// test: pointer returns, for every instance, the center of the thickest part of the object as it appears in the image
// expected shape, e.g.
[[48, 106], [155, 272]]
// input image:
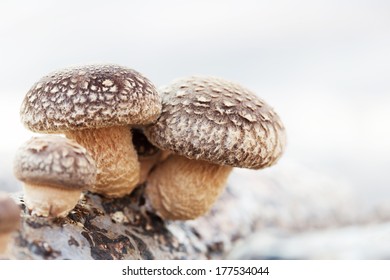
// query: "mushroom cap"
[[56, 162], [94, 96], [207, 118], [9, 214], [142, 145]]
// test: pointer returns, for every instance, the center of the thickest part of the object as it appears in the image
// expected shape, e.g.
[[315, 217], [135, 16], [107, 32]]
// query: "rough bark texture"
[[254, 203]]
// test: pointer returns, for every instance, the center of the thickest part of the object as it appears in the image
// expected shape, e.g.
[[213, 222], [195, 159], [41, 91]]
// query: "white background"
[[323, 65]]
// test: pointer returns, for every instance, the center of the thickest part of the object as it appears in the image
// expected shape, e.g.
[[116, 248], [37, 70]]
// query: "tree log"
[[125, 228]]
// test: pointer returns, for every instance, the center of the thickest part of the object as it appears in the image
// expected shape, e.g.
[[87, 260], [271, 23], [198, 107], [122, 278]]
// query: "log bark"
[[101, 228]]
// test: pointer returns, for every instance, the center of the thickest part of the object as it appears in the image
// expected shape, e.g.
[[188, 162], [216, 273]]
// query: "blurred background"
[[323, 65]]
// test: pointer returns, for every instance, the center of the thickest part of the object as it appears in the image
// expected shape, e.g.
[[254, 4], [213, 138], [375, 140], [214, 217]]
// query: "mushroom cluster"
[[95, 105], [120, 131]]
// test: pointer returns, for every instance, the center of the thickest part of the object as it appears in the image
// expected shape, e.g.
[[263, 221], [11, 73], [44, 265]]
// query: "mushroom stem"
[[115, 156], [5, 239], [183, 189], [146, 164], [50, 202]]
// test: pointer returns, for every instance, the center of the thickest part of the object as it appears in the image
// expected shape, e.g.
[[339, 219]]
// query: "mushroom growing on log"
[[94, 106], [55, 171], [209, 125]]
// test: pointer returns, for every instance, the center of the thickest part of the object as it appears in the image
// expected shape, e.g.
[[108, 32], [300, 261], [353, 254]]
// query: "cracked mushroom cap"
[[94, 96], [55, 161], [9, 214], [206, 118]]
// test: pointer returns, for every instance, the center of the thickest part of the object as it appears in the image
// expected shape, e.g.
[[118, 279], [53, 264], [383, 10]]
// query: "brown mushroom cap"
[[212, 119], [9, 214], [94, 96], [142, 145], [55, 161]]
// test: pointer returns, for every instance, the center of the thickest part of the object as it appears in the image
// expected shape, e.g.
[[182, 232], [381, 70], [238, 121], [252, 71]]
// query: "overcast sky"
[[323, 65]]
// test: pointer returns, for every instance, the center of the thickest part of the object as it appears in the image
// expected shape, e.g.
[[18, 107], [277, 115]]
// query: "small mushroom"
[[148, 154], [94, 106], [209, 125], [55, 170], [9, 221]]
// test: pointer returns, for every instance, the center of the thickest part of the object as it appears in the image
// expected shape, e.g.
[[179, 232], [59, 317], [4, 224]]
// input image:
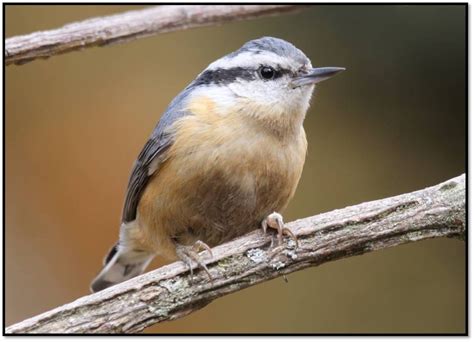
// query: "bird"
[[224, 159]]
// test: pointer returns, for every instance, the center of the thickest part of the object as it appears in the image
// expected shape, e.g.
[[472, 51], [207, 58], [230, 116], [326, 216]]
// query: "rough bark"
[[128, 26], [169, 292]]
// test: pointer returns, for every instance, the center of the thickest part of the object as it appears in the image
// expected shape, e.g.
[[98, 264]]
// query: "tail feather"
[[120, 265]]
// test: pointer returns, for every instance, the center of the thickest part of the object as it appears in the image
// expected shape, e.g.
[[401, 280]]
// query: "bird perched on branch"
[[224, 159]]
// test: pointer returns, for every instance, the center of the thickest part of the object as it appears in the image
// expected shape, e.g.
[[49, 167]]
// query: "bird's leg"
[[275, 221], [188, 254]]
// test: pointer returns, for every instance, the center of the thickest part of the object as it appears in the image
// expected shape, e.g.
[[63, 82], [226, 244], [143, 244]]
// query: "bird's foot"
[[188, 254], [275, 221]]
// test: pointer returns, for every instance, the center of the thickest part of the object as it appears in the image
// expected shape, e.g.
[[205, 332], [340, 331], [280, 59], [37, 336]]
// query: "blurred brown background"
[[394, 122]]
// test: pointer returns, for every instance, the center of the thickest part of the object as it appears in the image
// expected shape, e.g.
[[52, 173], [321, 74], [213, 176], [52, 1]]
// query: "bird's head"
[[267, 79]]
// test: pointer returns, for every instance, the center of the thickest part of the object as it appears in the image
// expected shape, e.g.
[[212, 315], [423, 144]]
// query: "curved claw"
[[275, 220]]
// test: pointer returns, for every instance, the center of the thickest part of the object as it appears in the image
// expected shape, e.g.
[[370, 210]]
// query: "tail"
[[120, 264]]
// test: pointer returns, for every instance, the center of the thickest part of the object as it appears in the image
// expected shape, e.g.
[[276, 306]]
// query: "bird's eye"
[[266, 72]]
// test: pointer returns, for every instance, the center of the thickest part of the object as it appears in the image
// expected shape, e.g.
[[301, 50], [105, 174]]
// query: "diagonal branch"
[[128, 26], [168, 293]]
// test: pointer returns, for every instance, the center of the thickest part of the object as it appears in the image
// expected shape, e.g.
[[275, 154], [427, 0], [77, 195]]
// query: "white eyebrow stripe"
[[249, 59]]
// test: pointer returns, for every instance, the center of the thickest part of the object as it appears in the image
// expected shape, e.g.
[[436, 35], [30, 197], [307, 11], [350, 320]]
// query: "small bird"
[[224, 159]]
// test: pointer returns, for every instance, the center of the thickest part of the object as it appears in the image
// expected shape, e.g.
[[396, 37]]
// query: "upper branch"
[[168, 292], [127, 26]]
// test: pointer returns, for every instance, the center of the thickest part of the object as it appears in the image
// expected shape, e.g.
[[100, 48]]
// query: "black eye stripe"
[[226, 76]]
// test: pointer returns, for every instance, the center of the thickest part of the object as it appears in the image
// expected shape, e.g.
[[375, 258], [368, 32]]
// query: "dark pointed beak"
[[316, 75]]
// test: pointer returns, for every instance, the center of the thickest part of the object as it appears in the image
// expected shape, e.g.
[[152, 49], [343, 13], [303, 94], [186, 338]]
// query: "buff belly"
[[217, 183]]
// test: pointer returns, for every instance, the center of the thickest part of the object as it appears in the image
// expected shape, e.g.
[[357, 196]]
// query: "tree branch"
[[128, 26], [168, 292]]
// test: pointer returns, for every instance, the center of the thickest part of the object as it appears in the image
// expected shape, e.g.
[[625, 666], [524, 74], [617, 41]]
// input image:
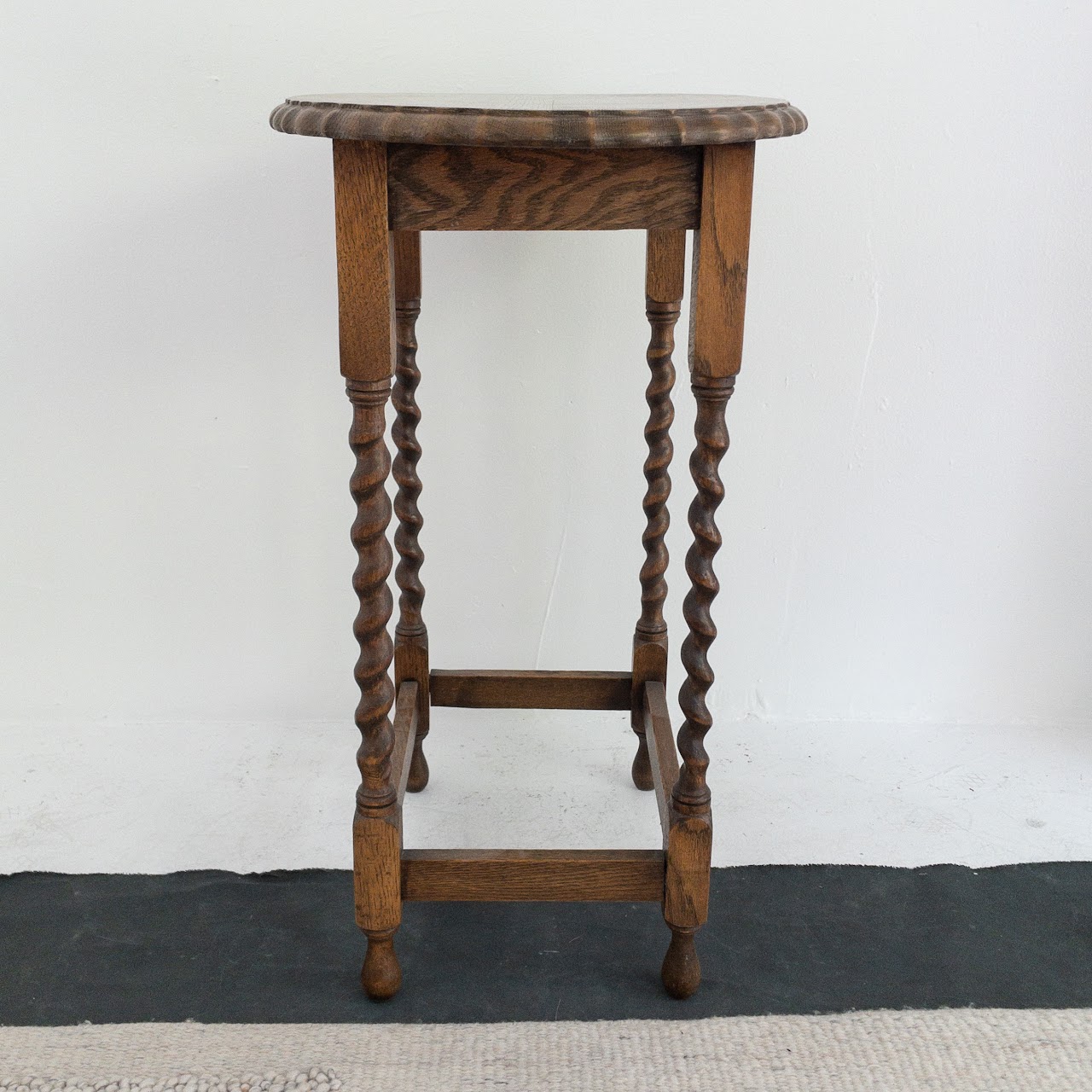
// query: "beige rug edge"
[[954, 1049]]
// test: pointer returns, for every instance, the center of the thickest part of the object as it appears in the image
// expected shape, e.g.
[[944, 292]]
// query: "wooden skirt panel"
[[523, 189]]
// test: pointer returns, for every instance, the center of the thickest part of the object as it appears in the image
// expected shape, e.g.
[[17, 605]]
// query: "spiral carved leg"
[[664, 283], [377, 822], [690, 835], [410, 652]]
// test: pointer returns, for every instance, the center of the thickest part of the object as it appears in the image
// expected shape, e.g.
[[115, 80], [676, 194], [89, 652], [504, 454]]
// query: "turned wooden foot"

• WORK TO BE COMPLETED: Reproduce every record word for word. The copy must contain no pictures.

• SOLVED PROBLEM:
// test: pointer returns, for every instance, the center of the thickest part of the object as it appears in the image
// expected shape, e.g.
[[48, 106], [155, 272]]
// input image:
// query: "mushroom cap"
[[56, 162], [94, 96], [207, 118], [9, 214], [142, 145]]
// test: pointer returns, for every instance, the center of the thickest part of the object as it appears in the image
// expected shape, e.g.
[[315, 217], [135, 16], [107, 32]]
// query: "rough bark texture"
[[254, 203]]
// test: pointer returns, for every instance, the center of the thickest part of the object as it appears in the image
// expected shape, e.g.
[[213, 222], [195, 159], [41, 91]]
// query: "white background"
[[323, 65]]
// test: pointer returns, for every instance, the center of the thickest part of the object as it appears in the image
// expected shape, e.g.
[[116, 248], [37, 70]]
// query: "tree log"
[[125, 228]]
// test: pointer returns, for every instance, the center of the thickest part of the object as it appears in the image
// expected shape, e.g.
[[87, 260], [271, 23], [198, 107], [122, 278]]
// query: "log bark"
[[101, 228]]
// test: pointer returns, for every instance, the center of the thickest part of the object as it appears in the image
// expected shape, e.g.
[[188, 162], [216, 273]]
// query: "blurred background"
[[323, 65]]
// test: pointer returns, for every instance, the center of the thickest part of the object as it appears in the image
// expected shape, e.g.
[[254, 4], [213, 138], [375, 140], [214, 217]]
// query: "mushroom cluster"
[[95, 105], [120, 131]]
// test: pointer returns, for every instance, the center of the thickest part of the object as it appears in the image
// expected shape, e.g.
[[263, 221], [11, 73], [44, 265]]
// query: "mushroom stem"
[[115, 156], [5, 239], [183, 189], [146, 164], [50, 202]]
// test: pointer returns, for every instance, the center of the thickest part of the object as it appears in the image
// expected shape, e.g.
[[339, 219]]
// query: "mushroom growing on log"
[[94, 106], [55, 171], [209, 125]]
// test: pointer returns, for every instance, the center of the thickest part of the object as it appears in the image
// expected shape, e.g.
[[108, 32], [300, 261], [353, 254]]
// query: "cracked mushroom cap"
[[94, 96], [55, 161], [9, 214], [206, 118]]
// test: pointer returns, for every instance, the center of the thickest part of the object as it appears in the image
// expected shape, e.g.
[[118, 279], [53, 264], [383, 10]]
// query: "brown mushroom cap"
[[212, 119], [9, 214], [94, 96], [142, 145], [55, 161]]
// test: pointer returns, for every instance, the center of the thickest part of the object as it appears in the image
// expected shape, e.g.
[[182, 232], [381, 70], [238, 121], [252, 71]]
// query: "overcast sky"
[[323, 65]]
// test: pointer returns, for every instance, the center of the thickest part of the object as it appears in the image
// expected shape, e.g.
[[18, 107], [277, 115]]
// query: "small mushroom"
[[148, 154], [94, 106], [209, 125], [55, 170], [9, 221]]
// test: pointer returns, for every instance, the center of the thickest part of the object as it appears in the image
// expected shape, e.g.
[[179, 232], [59, 317], [4, 224]]
// input image:
// query: "bird"
[[224, 159]]
// test: pointer returns, for every instance, the center of the thickest part of the object as it appears in the image
// expected shape, e.g.
[[472, 51], [207, 58], [230, 116], [326, 216]]
// query: "rough bark"
[[128, 26], [169, 292]]
// test: pointer returns, for every instance, the center of the thickest part of the object as it appears in the image
// expected shape, e.g.
[[98, 264]]
// query: "tail feather"
[[120, 265]]
// test: pointer returns, for every instance, the center of the thickest part of the object as it appears in the image
// expected shape, e.g.
[[401, 280]]
// query: "bird perched on branch"
[[224, 159]]
// test: pointer returns, for every instance, the center of the thickest part of the object as it appears in the image
// expected shape, e.g.
[[49, 167]]
// query: "bird's leg"
[[275, 221], [188, 254]]
// test: pointer returns, for every instance, the center of the thickest part of the object as it appears in the image
// expected shape, e.g.
[[63, 82], [226, 244], [143, 244]]
// query: "bird's foot"
[[188, 254], [275, 221]]
// test: pointer returns, for every instance, the center of the thickest part of the object as it appears in the image
// expected shape, e.g.
[[205, 332], [340, 331], [280, 59], [37, 336]]
// query: "blurred brown background"
[[394, 122]]
// test: pointer returns, for every instance, the center of the thickest part of the object as it appears in the image
// expected shape, e.g.
[[52, 173], [321, 74], [213, 176], [52, 1]]
// query: "bird's head"
[[267, 79]]
// test: pointer returns, for every instance, the center of the thickest part of the object as it appears in the image
// expected shape, e.g.
[[212, 315], [423, 144]]
// query: "curved claw"
[[275, 220]]
// test: pointer returns, for every instance, the center of the thickest part of the object as it appears in the image
// expected shape, e.g.
[[370, 210]]
// query: "tail"
[[120, 264]]
// test: pointer returns, for every instance, the center of the thickest part of the object as it appears in the image
// expected shape, e.g.
[[276, 306]]
// query: "bird's eye"
[[266, 72]]
// test: pointer returns, for every instance, the center of the thickest part of the object as it appears in the image
// expected shape, e.g.
[[301, 50], [105, 174]]
// query: "diagonal branch"
[[128, 26], [168, 293]]
// test: pointer returns, for every instance, the center of the thickest part of the object as it appears in the image
// expected shape, e.g.
[[275, 154], [427, 0], [77, 195]]
// query: "white eyebrow stripe"
[[249, 59]]
// test: pointer returns, for every instance, the center of the thickest part of the object as it appears in the image
// expected shape, e.g.
[[436, 35], [30, 197], [307, 11], [350, 320]]
// query: "small bird"
[[224, 159]]
// test: pointer returns, for every instance, the center of the thickest part of the object as it appears in the image
// expected shape, e.g.
[[396, 37]]
// query: "upper branch"
[[168, 292], [127, 26]]
// test: pointer returns, for every instance, the center of the thickest part of the object as it appears in the image
// expected shape, e.g.
[[100, 48]]
// query: "black eye stripe"
[[226, 76]]
// test: pointer returns, for every instance, the center of the thickest part of the object as it appears in the image
// expected shape, e.g.
[[375, 258], [368, 32]]
// query: "dark pointed beak"
[[316, 75]]
// test: pointer returns, for every instance, the center of the thickest part of the object as it appears in the image
// expected shape, e.g.
[[152, 49], [343, 13], [303, 94], [186, 338]]
// query: "buff belly"
[[217, 183]]
// test: pointer returns, for every instance, the center of the thickest part of the object as it appears in the image
// expected shape, e.g.
[[357, 196]]
// query: "tree branch"
[[128, 26], [168, 292]]
// test: pointer returns, for every instance, the center of the thickest part of the object as it appears in the image
// expected shape, e.g.
[[625, 666], [524, 74], [617, 41]]
// input image:
// query: "beige rug edge"
[[954, 1049]]
// test: pointer returns, for every instance, the center of the thickest part of the object as it appears in the image
// expected shape, e.g.
[[944, 292]]
// query: "wooden skirt panel"
[[523, 189]]
// test: pointer returns, for every instance, the center of the thickest part of the object as it appears in the image
// expected shape, e.g.
[[17, 605]]
// query: "spiral carved leg"
[[664, 283], [377, 822], [690, 835], [410, 652]]
// test: pointer returns, for every instance, the center of the thickest part of the object as it appears in the image
// expected shape, e.g.
[[115, 80], [676, 194], [89, 652], [504, 454]]
// query: "turned wooden foot"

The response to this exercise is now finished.